● Request a
In the records below, rewrite the lines starting with the line containing "Find the forearm" and going on through the line containing "[(92, 341)]", replacing "marker" with "pin" and changing nothing else. Leave the pictures out of your answer.

● Excerpted passage
Other times at other talks I was so tired from sitting all day that I seemed to need to stare down at one inanimate object while listening to the speakers. That way I didn't have more stimuli than I could handle in the afternoon.

Of course, then this made me start thinking about my students and their eye contact with me in class. Sometimes I think they're not listening to me because they're staring off as I'm speaking, but then if I ask them about what I was just saying, they can repeat the information accurately.

The book(s) I loved were the ones with fascinating math history vignettes. There was love and duels and theft and all sorts of "non dry" tidbits for the kids (and me). I'll have to bring more of those into my lessons.

Monday, January 22, 2007

Sleepy (take 2,146)

Sheesh ... deprive me of more than 2 hours of my 8 hour sleep, and my patience goes out the window the next school day. I guess I'm used to it now, so about 60% of the time when I'm just about to snap at a kid, I realize that I'm a sleep-deprived zombie with no impulse control on the sarcastic comments, and I can stop them (the comments 60% of the time / the kids the other 40%) . I think I was okay about 62% today.

One funny thing. My kids sit in groups of 4, and when I pass out homework, I put them all on one person's desk in the group for them to pass out. And when I collect homework, I ask them to put them on one person's desk to be more efficiently collected. So I'm walking around while they're working on a calculator activity, after I've passed out returned homework and after we've gone over the current night's homework (but before I've collected it). I see a pile on one student's desk, and I assume he forgot to turn his homework back to his group. He's a funny kid that I like, and I jokingly reprimand him as I point to the pile, "hey! you've got DUTIES, mister." We look at the pile and then I realize that it's the homework I had yet to collect, and he turns to me and says, "no. YOU'VE got duties." Oops.

Saturday, January 20, 2007

Student Insights

One of my students came in before school last Thursday just to use my room as a study place for her vocabulary quiz that day. She was mildly grimacing about a variety of things such as:

"I don't get the students who say their AP classes aren't preparing them for college. I'm studying to learn and honing my skills in the process. Whereas they're just doing enough to pass the tests."

● Dataset entries

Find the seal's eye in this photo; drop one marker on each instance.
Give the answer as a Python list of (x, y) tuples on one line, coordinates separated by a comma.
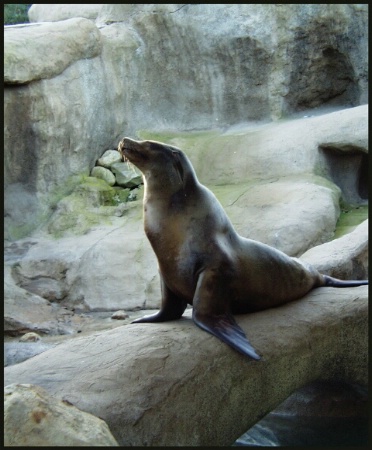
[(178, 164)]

---

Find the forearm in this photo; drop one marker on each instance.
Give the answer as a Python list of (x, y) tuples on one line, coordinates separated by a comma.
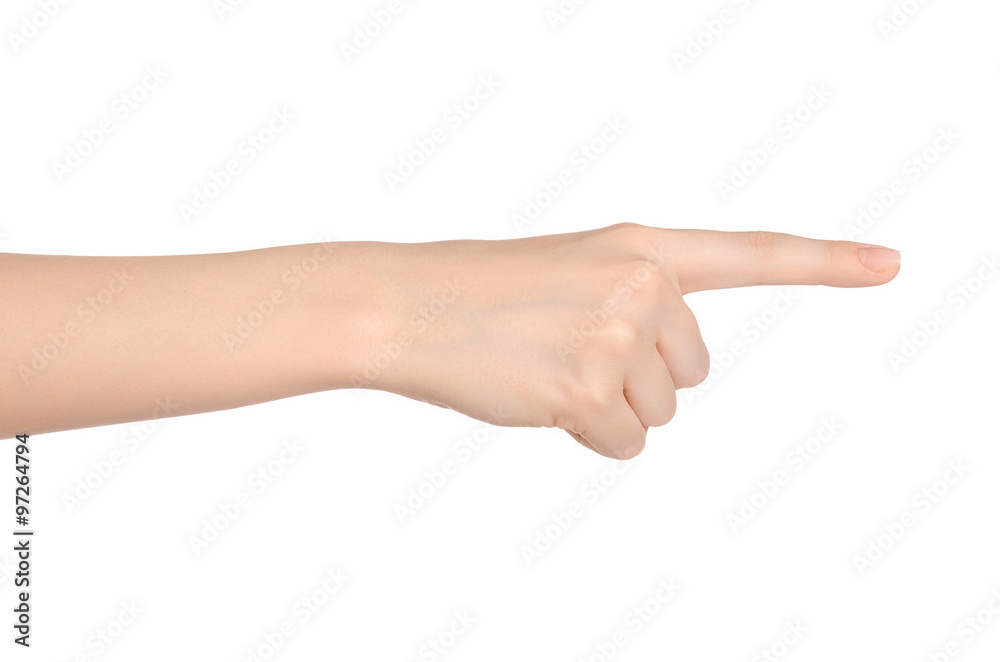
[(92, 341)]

==

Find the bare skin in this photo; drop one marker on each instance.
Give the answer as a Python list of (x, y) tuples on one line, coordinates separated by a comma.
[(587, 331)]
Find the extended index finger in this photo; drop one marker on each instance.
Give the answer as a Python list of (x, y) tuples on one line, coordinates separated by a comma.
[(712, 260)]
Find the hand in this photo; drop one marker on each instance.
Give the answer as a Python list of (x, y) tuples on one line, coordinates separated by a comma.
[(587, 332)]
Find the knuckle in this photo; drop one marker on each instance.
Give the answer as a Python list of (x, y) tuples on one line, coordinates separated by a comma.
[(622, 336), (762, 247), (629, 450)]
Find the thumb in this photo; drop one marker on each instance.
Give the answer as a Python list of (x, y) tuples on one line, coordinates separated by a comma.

● Request b
Pick up the teacher's blog entries above from the point where they stop and keep writing.

● Answer a
Find the forearm in this photo; drop one pin on each instance.
Give the answer as a Python list of (x, y) tuples on one line, coordinates separated by a comma.
[(92, 341)]

● Answer b
(commenting on the fact that I'm there at 7:30am even though I don't teach my first class until 11:00am) "Some teachers wouldn't be here until 10:30 even though they should, and they talk to us about responsibility and work ethic. It makes me sad for the world."

Another student in my precalculus class refering to the upcoming test:

"I don't think a lot of us know how to study for math (tests) because up to now we haven't had to, so we don't have the skills."

Another student at the end of the period after I had moved him for constantly chatting with this other boy:

"I think you should permanently move me so that I can learn better and not have to be rude to this person that talks to me ALL the time."

Tuesday, January 16, 2007

Snow in Central Texas

For the 2nd time since we moved here 3.5 years ago, it snowed in our city. Okay, snow, sleet, rain, pellets, snow. I guess the whole city shut down over 1/4 inch accumulation. On the one hand that makes me smile coming from NJ where we still would have had school today, on the other hand, I know they don't have the infastructure down here to deal with 1/4" of snow to have business as usual (and why should they).

On my 3rd hand (or 1st foot), school was cancelled today AND tomorrow. Woot woot for a 5 day weekend. Boo Hoo for at least 2 extra days tacked onto the school year now. On my 2nd foot, I'm going stir crazy since I can't go driving anywhere. There is quilting and knitting and web surfing and reading and puzzles .... oh yea, and schoolwork that's sitting lonely in the corner (LiC), and AP calculus audit work (LiC), and textbook committee work (LiC). Hey, they should get together and complete themselves, so that I don't feel too guilty for choosing crafts over work. Tomorrow I'll work more .... yesssssssss, that's it.

Saturday, January 13, 2007

Blocks & Pieces


Well, it looks like we're going to block schedule next year. Blach for 3 reasons.

1. "Higher Ups" kept up the pretense of asking for our opinions, but those never seemed to be addressed, and then suddenly the decision seemed to be made.

2. I'd love it if someone would prove me wrong, but now I teach 5 classes of students, and so have approximately 25 students per class (and more often more than that). With block, I'll have 6 classes of students, and so will have 20% more students/papers-to-grade in the same amount of time for the same amount of money. Texas is going towards (to) 4 years of math per student, and now POOF they will have more teacher hours in essence for free. I do NOT mind hard work. I WORK hard to make sure I'm doing a good/great/acceptable-to-high-standards job. I DO mind being taken advantage of.

3. I think students need daily math practice. I think they need time to absorb material, so I can't necessarily cover 2 topics in one day and expect it to be successful.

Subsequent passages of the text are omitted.